■ **Text provided**
Segment Open
Genetic and functional adaptations and alcohol-biased signaling in the mediodorsal thalamus of alcohol dependent mice

Alcohol Use Disorder (AUD) is a significant health concern characterized by an individual’s inability to control alcohol intake. With alcohol misuse increasing and abstinence rates declining, leading to severe social and health consequences, it is crucial to uncover effective treatment strategies for AUD by focusing on understanding neuroadaptations and cellular mechanisms. The mediodorsal thalamus (MD) is a brain region essential for cognitive functioning and reward-guided choices. However, the effects of alcohol (ethanol) dependence on MD neuroadaptations and how dependence alters MD activity during choice behaviors for alcohol and a natural reward (sucrose) are not well understood. Adult C57BL/6J mice treated with chronic intermittent ethanol (CIE) exposure were used to assess genetic and functional adaptations in the MD. Fiber photometry-based recordings of GCaMP6f expressed in the MD of C57BL/6J mice were acquired to investigate in vivo neural adaptations during choice drinking sessions for alcohol (15%) and either water or sucrose (3%). There were time-dependent changes in cFos and transcript expression during acute withdrawal and early abstinence. Differentially expressed genes were identified in control mice across different circadian time points and when comparing control and alcohol dependent mice. Gene Ontology enrichment analysis of the alcohol-sensitive genes revealed disruption of genes that control glial function, axonal myelination, and protein binding. CIE exposure also increased evoked firing in MD cells at 72 hours of withdrawal. In alcohol-dependent male and female mice that show increased alcohol drinking and preference for alcohol over water, we observed an increase in alcohol intake and preference for alcohol when mice were given a choice between alcohol and sucrose. Fiber photometry recordings demonstrated that MD activity is elevated during and after licking bouts for alcohol, water, and sucrose, and the signal for alcohol is significantly higher than that for water or sucrose during drinking. The elevated signal during alcohol bouts persisted in alcohol dependent mice. These findings demonstrate that CIE causes genetic and functional neuroadaptations in the MD and that alcohol dependence enhances alcohol-biased behaviors, with the MD uniquely responsive to alcohol, even in dependent mice.
Segment Closed
■ **Supplied data**
Segment Open
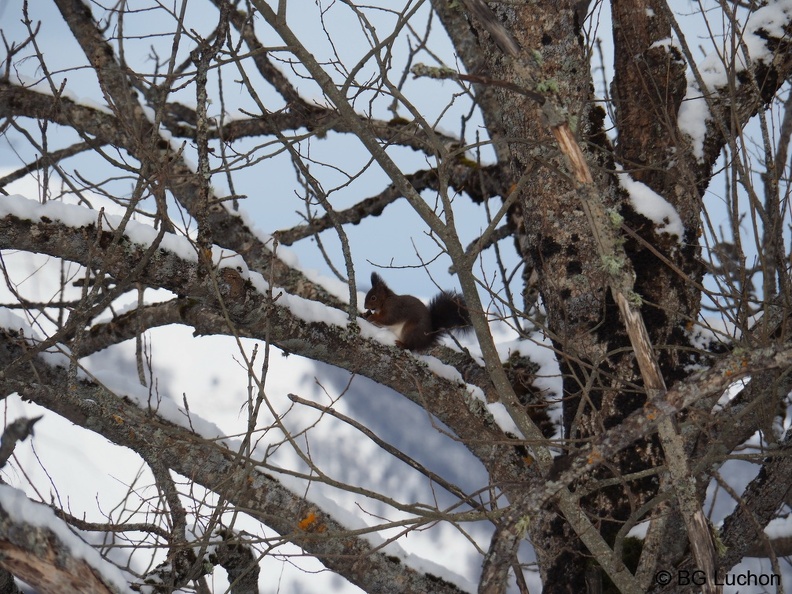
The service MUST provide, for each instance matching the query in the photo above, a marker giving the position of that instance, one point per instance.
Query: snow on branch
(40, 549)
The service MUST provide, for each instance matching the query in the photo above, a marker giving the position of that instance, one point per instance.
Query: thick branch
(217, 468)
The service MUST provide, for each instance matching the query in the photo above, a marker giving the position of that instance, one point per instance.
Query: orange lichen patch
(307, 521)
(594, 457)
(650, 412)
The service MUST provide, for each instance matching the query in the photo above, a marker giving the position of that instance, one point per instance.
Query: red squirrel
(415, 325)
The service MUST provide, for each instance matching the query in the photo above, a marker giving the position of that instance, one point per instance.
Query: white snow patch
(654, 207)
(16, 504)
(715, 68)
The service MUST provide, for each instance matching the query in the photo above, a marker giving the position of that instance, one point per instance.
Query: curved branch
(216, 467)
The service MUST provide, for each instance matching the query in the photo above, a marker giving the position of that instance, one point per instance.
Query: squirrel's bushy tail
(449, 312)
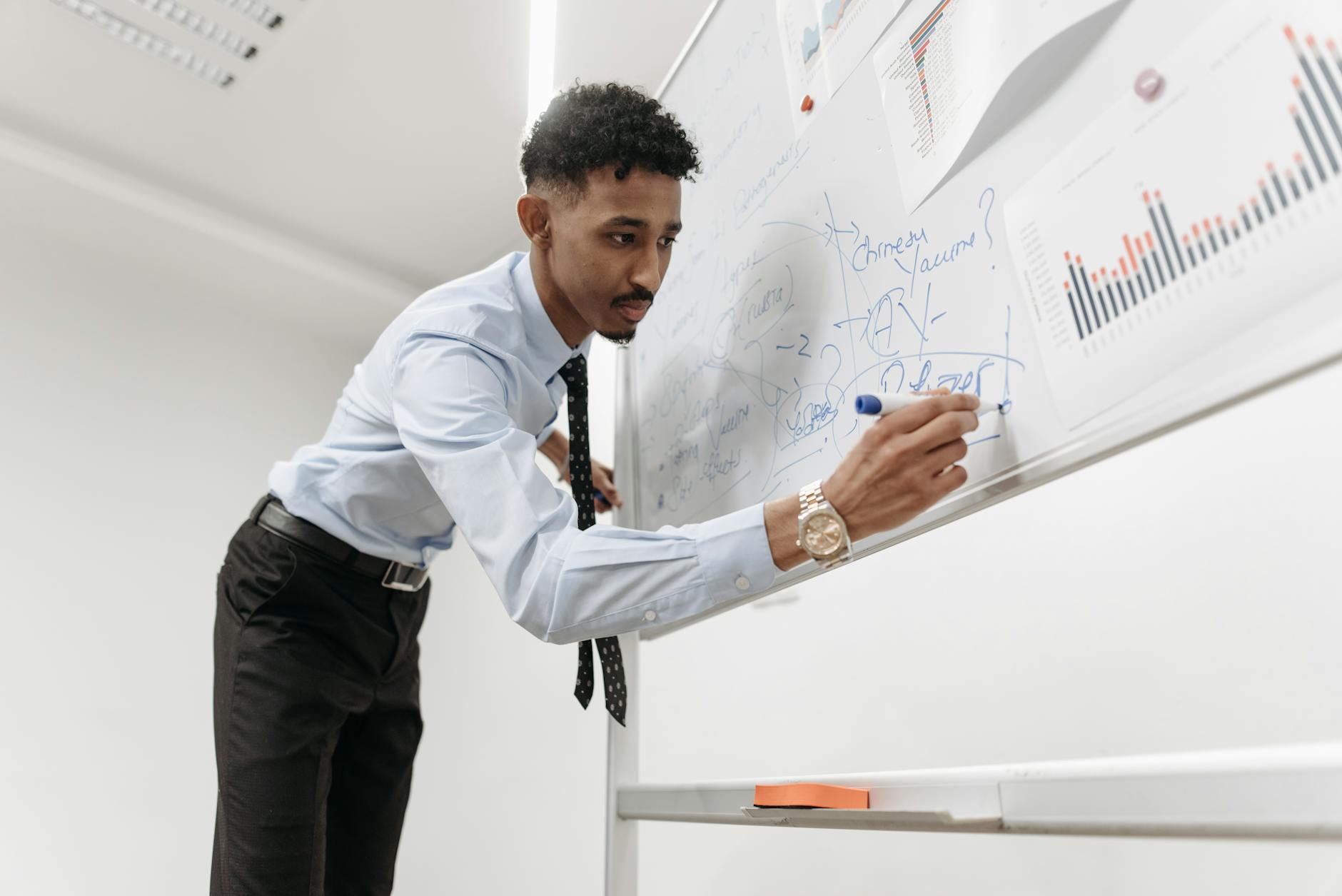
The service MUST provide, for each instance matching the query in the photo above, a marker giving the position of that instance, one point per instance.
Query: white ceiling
Segment Closed
■ **To do**
In the text on alcohol dependence and the mediodorsal thalamus, at what point of withdrawal did chronic intermittent ethanol exposure increase evoked firing in MD cells?

■ **Result of the exercise**
At 72 hours of withdrawal.